Work instruction: Determine how many lines in the entries below contain "before", and output only that number.

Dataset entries
_ _ _ _ _ _ _
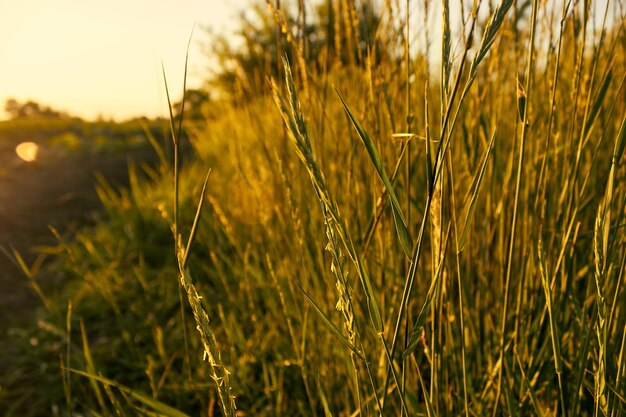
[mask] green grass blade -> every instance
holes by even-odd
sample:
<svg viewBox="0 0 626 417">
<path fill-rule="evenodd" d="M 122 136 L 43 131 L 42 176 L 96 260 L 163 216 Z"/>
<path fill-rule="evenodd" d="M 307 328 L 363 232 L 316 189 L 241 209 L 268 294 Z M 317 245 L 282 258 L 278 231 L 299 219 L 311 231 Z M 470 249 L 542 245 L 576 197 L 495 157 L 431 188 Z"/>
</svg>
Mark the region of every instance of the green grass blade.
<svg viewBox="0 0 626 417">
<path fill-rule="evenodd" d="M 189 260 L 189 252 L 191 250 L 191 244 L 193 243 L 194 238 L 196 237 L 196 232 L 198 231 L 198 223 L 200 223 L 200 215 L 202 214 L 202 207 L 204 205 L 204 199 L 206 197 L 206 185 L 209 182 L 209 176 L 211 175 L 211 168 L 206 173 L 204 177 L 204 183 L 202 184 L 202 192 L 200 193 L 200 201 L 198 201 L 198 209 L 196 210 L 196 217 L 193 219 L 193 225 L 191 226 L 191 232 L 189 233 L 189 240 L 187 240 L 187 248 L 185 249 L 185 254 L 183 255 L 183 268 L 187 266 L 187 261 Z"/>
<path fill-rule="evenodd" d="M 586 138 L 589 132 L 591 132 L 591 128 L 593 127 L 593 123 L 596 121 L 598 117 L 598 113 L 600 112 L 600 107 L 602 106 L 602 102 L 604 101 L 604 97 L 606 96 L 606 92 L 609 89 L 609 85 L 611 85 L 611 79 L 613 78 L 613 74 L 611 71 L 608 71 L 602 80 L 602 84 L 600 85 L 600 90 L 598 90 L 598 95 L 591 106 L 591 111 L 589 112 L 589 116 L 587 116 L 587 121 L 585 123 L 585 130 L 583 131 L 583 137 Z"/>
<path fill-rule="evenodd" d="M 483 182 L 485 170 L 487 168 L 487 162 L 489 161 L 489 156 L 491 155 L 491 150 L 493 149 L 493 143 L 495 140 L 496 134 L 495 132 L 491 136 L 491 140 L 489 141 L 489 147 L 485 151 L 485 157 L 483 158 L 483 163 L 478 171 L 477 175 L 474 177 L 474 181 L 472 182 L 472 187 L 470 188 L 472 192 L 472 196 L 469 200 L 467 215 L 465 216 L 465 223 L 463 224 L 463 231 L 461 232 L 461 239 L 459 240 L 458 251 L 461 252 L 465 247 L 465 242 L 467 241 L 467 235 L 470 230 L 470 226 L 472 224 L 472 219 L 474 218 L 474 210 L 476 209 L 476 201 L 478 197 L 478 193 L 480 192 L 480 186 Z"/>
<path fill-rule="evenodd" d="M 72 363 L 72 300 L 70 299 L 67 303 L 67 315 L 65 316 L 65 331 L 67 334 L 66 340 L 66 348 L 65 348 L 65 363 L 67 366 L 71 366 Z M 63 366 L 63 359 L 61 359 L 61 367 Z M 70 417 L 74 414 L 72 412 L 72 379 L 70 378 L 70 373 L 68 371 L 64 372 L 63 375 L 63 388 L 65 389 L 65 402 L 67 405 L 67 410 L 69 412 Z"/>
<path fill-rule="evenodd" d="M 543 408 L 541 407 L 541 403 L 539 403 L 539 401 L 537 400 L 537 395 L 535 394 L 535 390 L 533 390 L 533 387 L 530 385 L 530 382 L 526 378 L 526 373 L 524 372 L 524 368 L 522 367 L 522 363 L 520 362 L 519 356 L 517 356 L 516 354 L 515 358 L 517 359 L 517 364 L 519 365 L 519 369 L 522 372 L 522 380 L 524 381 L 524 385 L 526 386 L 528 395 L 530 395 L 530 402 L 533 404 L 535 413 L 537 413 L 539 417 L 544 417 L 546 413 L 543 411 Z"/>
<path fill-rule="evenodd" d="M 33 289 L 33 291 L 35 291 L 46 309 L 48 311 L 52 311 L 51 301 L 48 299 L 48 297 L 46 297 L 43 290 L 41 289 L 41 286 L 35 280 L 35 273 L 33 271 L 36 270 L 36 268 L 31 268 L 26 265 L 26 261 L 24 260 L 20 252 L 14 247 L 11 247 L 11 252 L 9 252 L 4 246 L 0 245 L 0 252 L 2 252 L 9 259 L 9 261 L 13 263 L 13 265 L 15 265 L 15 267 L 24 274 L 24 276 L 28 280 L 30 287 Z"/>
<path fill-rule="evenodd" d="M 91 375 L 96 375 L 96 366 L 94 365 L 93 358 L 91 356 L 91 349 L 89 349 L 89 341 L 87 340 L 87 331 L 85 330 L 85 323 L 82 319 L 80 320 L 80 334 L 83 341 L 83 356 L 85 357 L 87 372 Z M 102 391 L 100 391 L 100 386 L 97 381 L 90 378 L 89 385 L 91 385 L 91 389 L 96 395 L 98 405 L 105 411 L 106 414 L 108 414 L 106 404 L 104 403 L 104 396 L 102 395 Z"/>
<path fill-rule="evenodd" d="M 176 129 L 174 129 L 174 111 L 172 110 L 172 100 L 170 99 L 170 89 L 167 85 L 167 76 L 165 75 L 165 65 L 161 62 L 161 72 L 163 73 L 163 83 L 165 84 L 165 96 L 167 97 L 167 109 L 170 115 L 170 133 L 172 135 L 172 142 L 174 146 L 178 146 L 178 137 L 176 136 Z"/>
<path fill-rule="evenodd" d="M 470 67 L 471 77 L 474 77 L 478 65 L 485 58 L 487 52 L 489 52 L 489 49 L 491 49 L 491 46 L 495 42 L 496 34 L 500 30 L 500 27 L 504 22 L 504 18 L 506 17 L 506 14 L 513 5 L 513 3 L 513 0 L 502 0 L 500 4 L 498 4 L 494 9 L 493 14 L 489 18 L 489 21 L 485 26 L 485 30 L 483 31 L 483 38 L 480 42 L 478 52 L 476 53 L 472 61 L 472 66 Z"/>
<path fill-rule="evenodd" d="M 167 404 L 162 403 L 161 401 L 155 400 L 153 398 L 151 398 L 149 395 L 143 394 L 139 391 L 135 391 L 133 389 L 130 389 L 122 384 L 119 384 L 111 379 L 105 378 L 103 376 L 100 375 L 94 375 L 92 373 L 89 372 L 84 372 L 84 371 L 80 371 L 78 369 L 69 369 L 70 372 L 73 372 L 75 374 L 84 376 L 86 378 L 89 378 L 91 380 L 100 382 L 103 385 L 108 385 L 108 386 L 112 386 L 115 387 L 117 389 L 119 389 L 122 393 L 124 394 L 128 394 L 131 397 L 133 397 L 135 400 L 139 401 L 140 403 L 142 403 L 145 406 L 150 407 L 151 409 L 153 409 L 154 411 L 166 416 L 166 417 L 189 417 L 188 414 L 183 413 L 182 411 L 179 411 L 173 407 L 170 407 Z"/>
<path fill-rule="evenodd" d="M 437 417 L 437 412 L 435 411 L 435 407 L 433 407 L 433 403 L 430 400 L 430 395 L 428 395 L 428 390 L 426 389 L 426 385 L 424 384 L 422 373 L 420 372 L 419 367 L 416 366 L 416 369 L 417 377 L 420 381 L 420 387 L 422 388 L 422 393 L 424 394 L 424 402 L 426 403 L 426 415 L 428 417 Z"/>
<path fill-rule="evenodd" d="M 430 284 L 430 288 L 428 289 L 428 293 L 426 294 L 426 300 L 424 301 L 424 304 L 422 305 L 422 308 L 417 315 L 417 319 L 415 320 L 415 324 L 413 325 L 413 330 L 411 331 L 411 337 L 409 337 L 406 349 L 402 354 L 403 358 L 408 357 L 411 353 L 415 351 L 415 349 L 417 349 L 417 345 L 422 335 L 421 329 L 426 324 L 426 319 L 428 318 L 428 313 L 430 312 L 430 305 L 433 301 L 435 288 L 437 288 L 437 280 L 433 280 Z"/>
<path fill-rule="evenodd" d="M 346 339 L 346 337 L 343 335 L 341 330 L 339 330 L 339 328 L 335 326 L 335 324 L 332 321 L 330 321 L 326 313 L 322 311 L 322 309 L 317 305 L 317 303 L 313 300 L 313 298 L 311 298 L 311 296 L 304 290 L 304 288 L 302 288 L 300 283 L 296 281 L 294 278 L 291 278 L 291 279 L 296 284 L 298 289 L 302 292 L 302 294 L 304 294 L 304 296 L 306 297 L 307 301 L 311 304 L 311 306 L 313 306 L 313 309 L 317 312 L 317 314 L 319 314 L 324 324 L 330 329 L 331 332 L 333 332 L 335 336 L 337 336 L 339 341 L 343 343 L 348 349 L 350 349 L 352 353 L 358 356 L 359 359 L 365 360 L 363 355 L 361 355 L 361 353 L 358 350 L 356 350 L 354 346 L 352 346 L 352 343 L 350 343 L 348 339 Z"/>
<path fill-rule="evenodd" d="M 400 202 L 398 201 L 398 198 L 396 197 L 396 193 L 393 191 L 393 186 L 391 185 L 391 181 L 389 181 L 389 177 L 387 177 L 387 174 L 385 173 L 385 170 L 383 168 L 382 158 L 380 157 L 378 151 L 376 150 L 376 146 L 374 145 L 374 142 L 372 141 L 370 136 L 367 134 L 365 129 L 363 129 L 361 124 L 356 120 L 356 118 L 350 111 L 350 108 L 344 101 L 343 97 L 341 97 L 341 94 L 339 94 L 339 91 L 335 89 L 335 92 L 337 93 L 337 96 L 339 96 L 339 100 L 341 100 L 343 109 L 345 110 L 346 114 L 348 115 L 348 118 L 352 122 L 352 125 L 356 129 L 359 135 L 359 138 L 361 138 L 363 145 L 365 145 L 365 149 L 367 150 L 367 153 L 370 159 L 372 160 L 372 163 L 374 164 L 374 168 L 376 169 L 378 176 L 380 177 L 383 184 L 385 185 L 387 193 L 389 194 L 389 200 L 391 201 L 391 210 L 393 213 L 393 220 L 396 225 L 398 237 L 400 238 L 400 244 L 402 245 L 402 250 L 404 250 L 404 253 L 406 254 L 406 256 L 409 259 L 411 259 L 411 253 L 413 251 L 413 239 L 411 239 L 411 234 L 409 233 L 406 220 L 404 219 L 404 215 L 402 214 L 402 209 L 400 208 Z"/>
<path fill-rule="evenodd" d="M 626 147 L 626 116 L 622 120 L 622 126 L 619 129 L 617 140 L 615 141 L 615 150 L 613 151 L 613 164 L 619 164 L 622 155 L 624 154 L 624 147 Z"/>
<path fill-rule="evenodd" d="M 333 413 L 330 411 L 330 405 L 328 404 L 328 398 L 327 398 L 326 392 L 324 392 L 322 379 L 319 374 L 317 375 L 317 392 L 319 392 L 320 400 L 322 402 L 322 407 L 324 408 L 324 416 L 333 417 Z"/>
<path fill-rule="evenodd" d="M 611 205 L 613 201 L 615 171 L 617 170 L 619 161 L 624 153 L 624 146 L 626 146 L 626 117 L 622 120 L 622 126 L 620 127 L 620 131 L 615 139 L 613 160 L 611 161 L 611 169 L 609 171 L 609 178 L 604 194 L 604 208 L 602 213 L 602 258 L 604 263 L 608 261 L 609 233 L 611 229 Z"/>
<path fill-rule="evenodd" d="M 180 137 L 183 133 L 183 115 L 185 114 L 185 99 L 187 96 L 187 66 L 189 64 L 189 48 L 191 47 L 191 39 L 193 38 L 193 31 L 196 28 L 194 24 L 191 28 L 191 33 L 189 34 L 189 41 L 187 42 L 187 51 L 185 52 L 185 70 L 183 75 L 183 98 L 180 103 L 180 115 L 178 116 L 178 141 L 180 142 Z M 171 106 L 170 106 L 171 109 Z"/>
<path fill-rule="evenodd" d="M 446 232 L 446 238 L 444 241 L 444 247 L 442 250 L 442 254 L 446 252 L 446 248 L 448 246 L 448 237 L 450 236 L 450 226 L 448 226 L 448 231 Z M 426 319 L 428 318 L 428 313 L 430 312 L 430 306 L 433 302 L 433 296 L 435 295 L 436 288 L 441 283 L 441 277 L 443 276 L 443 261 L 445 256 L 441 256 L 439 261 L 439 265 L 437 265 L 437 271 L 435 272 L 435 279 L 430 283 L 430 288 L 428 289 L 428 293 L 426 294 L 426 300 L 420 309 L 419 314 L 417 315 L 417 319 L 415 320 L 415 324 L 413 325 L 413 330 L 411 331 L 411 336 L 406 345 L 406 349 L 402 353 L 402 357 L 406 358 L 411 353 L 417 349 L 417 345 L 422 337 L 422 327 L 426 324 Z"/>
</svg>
_ _ _ _ _ _ _
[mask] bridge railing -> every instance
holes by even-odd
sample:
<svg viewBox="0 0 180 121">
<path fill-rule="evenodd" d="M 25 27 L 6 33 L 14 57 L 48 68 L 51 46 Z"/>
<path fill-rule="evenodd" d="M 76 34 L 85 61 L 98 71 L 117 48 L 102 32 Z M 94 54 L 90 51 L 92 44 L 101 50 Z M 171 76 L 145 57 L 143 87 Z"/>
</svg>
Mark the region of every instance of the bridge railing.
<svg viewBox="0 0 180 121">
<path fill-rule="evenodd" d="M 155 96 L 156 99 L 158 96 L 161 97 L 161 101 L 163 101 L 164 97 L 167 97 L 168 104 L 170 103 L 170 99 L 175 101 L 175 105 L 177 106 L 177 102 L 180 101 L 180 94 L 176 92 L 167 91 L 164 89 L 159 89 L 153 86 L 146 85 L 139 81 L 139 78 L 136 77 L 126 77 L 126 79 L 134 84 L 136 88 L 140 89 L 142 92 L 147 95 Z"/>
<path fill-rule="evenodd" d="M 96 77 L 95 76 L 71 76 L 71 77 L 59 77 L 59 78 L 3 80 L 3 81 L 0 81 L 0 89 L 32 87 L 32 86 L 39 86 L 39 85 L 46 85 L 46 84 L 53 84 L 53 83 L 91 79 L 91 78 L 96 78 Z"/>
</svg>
_ _ _ _ _ _ _
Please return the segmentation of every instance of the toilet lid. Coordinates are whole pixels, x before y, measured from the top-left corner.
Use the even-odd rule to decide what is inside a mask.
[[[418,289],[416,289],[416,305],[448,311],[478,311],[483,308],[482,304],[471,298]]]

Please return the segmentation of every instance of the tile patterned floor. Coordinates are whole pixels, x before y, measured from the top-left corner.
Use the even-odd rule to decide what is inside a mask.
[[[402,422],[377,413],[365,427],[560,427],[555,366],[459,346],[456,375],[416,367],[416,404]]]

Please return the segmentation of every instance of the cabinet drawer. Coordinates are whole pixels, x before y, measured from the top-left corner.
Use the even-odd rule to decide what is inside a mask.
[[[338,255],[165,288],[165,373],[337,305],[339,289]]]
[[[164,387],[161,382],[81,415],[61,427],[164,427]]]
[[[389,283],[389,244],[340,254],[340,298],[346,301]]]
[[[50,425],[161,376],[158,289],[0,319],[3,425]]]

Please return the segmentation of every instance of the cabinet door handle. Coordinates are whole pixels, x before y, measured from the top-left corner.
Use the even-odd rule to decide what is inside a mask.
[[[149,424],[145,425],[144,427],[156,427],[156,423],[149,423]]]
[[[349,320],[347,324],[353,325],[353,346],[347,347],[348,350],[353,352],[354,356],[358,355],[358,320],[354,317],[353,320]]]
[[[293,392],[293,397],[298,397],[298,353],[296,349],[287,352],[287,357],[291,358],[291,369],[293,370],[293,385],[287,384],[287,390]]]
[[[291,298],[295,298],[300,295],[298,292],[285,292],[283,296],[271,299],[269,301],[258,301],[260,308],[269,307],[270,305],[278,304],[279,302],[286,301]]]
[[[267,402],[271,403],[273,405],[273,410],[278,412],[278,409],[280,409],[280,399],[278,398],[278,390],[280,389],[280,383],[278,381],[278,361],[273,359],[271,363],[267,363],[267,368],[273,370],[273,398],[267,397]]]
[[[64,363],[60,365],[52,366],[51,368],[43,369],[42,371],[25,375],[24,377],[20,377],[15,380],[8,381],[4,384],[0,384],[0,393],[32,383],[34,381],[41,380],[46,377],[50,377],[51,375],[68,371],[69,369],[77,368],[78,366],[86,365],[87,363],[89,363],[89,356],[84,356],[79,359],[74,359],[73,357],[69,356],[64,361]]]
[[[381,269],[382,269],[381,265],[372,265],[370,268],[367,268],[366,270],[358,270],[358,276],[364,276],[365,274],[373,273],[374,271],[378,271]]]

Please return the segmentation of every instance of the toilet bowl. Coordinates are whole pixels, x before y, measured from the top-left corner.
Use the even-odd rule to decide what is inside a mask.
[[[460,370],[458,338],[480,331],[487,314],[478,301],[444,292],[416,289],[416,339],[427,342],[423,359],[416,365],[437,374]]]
_ _ _ _ _ _ _
Task output: 5